Data to use:
..........
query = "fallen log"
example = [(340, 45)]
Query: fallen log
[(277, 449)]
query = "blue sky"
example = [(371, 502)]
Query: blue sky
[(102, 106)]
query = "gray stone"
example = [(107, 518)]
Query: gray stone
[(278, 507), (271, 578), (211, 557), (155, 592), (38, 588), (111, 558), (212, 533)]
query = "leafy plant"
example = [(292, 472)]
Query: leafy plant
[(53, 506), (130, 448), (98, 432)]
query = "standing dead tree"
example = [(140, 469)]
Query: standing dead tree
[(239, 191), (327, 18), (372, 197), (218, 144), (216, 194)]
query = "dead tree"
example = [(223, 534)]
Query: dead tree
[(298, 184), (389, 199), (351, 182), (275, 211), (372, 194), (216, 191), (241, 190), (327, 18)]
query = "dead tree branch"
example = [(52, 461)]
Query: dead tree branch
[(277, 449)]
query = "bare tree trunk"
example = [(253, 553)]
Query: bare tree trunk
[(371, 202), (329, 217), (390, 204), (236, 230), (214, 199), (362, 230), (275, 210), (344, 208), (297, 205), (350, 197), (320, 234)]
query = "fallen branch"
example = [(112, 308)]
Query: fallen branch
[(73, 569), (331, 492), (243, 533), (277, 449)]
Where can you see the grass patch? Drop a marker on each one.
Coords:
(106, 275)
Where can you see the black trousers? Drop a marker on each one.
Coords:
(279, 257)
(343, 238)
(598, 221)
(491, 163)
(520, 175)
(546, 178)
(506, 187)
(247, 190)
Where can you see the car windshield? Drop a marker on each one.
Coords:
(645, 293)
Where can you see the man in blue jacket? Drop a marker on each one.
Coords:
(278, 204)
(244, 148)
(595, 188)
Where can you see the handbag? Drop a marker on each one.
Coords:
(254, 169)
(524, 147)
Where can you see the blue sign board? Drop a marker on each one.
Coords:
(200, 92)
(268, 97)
..........
Problem:
Give back the whole listing, word for word.

Answer:
query = "fallen log"
example = [(340, 45)]
Query: fallen log
[(277, 449)]
query = "blue sky"
example = [(371, 502)]
Query: blue sky
[(102, 106)]
query = "gray stone"
example = [(107, 518)]
Query: gray stone
[(278, 507), (271, 578), (211, 557), (155, 592), (38, 588), (111, 558), (212, 533)]
query = "leafy plant"
example = [(292, 472)]
Query: leafy plant
[(53, 506), (130, 448), (98, 432)]
query = "standing dead tree"
example = [(140, 469)]
Query: standing dead tree
[(239, 191), (327, 18), (372, 197), (218, 144), (216, 194)]
query = "dead tree"
example = [(223, 534)]
Query: dead tree
[(298, 184), (389, 199), (351, 182), (275, 211), (372, 194), (216, 191), (241, 190), (327, 18)]
query = "dead tree branch"
example = [(52, 461)]
Query: dead tree branch
[(277, 449)]
query = "bare tree trunk"
example = [(253, 553)]
Query: bare tree trunk
[(371, 202), (329, 217), (390, 204), (236, 230), (214, 199), (362, 230), (275, 210), (344, 208), (297, 205), (350, 197), (320, 234)]
query = "fallen branch"
example = [(112, 308)]
Query: fallen branch
[(73, 569), (331, 492), (243, 533), (277, 449)]
Where can you see the grass patch? Drop a marker on each one.
Coords:
(106, 275)
Where can you see the black trousers? Drop a marker on each one.
Coords:
(279, 257)
(343, 238)
(598, 221)
(491, 163)
(520, 175)
(546, 178)
(506, 187)
(247, 190)
Where can you see the car windshield? Drop a marker on each one.
Coords:
(645, 293)
Where can you see the man in blue jacket? Drop a marker on each one.
Coords:
(278, 204)
(244, 148)
(595, 188)
Where can you see the handbag? Drop a marker on each one.
Coords:
(254, 169)
(524, 147)
Where can you see the blue sign board? Drop a marker on each one.
Coords:
(200, 92)
(268, 97)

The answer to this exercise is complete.